[start Material supplied]

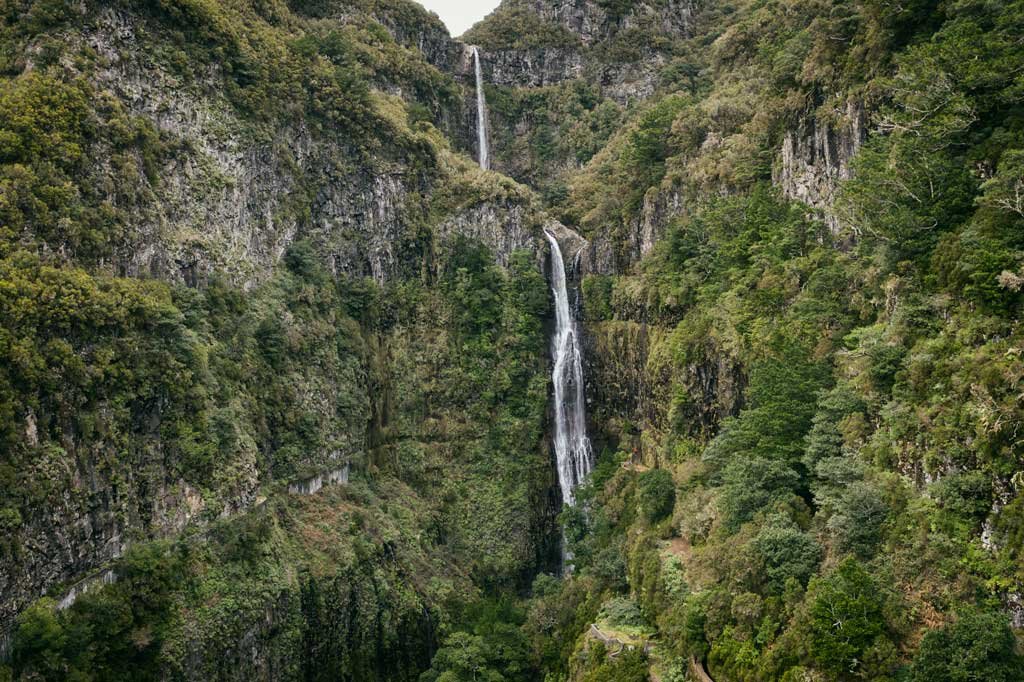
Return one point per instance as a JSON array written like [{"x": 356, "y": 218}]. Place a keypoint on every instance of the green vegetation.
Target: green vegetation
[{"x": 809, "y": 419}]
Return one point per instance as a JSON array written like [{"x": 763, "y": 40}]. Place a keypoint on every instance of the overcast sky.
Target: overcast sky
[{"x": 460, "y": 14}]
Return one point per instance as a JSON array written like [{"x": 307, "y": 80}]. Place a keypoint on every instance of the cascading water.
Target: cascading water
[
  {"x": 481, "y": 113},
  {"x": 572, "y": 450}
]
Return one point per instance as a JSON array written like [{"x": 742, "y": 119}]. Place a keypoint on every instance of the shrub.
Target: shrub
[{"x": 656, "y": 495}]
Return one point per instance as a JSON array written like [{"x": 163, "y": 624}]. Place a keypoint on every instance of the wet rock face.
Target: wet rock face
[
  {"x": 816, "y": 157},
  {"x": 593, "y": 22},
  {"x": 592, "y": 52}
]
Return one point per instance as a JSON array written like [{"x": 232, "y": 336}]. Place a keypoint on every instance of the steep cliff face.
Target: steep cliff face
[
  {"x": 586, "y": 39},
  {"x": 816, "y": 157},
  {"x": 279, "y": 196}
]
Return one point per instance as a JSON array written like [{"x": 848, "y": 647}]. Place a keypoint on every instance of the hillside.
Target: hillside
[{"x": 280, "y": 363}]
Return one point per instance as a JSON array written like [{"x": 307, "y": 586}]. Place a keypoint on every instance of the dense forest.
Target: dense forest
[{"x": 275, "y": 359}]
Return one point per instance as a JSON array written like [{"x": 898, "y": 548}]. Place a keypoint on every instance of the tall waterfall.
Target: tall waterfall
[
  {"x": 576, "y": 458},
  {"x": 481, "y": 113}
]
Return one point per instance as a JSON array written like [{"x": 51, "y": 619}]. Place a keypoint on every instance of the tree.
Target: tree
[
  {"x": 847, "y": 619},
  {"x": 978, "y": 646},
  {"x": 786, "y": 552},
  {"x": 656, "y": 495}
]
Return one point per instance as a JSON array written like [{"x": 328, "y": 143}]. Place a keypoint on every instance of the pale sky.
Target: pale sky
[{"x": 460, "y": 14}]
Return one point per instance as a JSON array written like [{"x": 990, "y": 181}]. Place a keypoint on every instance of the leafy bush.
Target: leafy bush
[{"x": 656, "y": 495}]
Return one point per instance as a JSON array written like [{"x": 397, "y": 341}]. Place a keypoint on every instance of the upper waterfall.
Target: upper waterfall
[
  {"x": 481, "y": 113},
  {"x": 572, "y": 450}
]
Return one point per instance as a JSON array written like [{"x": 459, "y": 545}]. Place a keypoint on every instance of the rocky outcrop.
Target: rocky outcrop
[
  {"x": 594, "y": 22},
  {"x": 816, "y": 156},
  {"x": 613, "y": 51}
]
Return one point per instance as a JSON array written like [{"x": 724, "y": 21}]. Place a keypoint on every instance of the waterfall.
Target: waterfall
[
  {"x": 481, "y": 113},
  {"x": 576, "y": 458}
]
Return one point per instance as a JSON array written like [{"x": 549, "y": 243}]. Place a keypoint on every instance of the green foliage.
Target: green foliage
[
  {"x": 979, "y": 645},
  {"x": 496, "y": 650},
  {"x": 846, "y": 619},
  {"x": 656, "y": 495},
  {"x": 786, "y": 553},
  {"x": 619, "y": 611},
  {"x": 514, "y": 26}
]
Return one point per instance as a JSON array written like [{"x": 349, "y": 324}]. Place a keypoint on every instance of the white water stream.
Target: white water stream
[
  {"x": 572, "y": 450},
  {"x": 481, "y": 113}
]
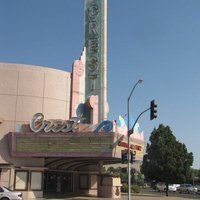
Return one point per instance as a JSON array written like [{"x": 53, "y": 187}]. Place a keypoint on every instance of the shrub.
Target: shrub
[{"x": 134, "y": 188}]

[end Material supplied]

§ **Challenge**:
Print every entry above word for word, omitting the pictures.

§ **Finished exercise**:
Return one point per instance as a JSON array written like [{"x": 356, "y": 218}]. Place a keypoint on every instance of the green vegetation.
Target: green vegetation
[{"x": 809, "y": 419}]
Return one point per instance as a JSON array written like [{"x": 763, "y": 40}]. Place a keypoint on every instance of the overcast sky.
Target: overcast sky
[{"x": 460, "y": 14}]
Return one point per instance as a JSON array written like [{"x": 307, "y": 80}]. Place a keypoint on every instance of the cascading water.
Target: cascading water
[
  {"x": 481, "y": 113},
  {"x": 572, "y": 450}
]
Return one point per instance as a JSON array written like [{"x": 742, "y": 119}]. Place a keypoint on every instance of the shrub.
Target: shrub
[{"x": 656, "y": 495}]
Return one point per instance as a JSON array written like [{"x": 163, "y": 624}]. Place a keypoint on every instance of the wet rock face.
Target: wet rock face
[
  {"x": 816, "y": 157},
  {"x": 593, "y": 22},
  {"x": 592, "y": 52}
]
Return one point per instance as a JSON array written like [{"x": 232, "y": 336}]. Place a keypoint on every instance of the steep cliff face.
Target: steep cliff face
[
  {"x": 586, "y": 39},
  {"x": 816, "y": 157},
  {"x": 279, "y": 196}
]
Return one point per instance as a JSON array written like [{"x": 848, "y": 647}]. Place a keypoint on every instance of the hillside.
Target: hillside
[{"x": 280, "y": 363}]
Return one point per instance as a JSON array written like [{"x": 307, "y": 586}]. Place a keypoint on every instance of the dense forest.
Target: dense forest
[{"x": 275, "y": 359}]
Return one point per instance as a JSON array written like [{"x": 898, "y": 548}]. Place a keypoint on every instance of the tall waterfall.
Target: tall waterfall
[
  {"x": 576, "y": 458},
  {"x": 481, "y": 113}
]
Return one point per instance as a JSON array written like [{"x": 51, "y": 619}]. Place a keypoint on every instance of the tree.
Target: tree
[
  {"x": 847, "y": 619},
  {"x": 978, "y": 646},
  {"x": 786, "y": 552},
  {"x": 656, "y": 495}
]
Return one point per instance as a JSON array written like [{"x": 328, "y": 143}]. Place a keypoint on every instance of the pale sky.
Target: pale sky
[{"x": 460, "y": 14}]
Return one point per instance as a JSON array written like [{"x": 990, "y": 181}]. Place a keypoint on every instance of the leafy bush.
Target: leafy bush
[{"x": 656, "y": 495}]
Return one point per instance as a JSON array written like [{"x": 397, "y": 341}]. Place a keypoint on every instance of the upper waterfall.
Target: upper waterfall
[
  {"x": 481, "y": 113},
  {"x": 572, "y": 450}
]
Return one point per instance as a JSON array written like [{"x": 459, "y": 545}]. Place a keypoint on every instance of the rocky outcrop.
Target: rocky outcrop
[
  {"x": 594, "y": 22},
  {"x": 816, "y": 156},
  {"x": 613, "y": 51}
]
Return one point per instance as a JSON array written like [{"x": 724, "y": 21}]. Place a keypoint on every instance of the waterfall.
Target: waterfall
[
  {"x": 481, "y": 113},
  {"x": 576, "y": 458}
]
Return one point per instance as a JSON array written like [{"x": 549, "y": 243}]. Place a keypoint on every instance of the green foliage.
Target: green foliage
[
  {"x": 979, "y": 645},
  {"x": 496, "y": 650},
  {"x": 846, "y": 619},
  {"x": 656, "y": 495},
  {"x": 786, "y": 553},
  {"x": 619, "y": 611},
  {"x": 514, "y": 26}
]
Return one point per instance as a JSON array written like [{"x": 349, "y": 324}]. Place a keypoint on every instance of the white water stream.
Target: white water stream
[
  {"x": 572, "y": 450},
  {"x": 481, "y": 113}
]
Return one point per instance as a JSON array written like [{"x": 53, "y": 187}]. Place a keypoint on every instance of the shrub.
Target: shrub
[{"x": 134, "y": 188}]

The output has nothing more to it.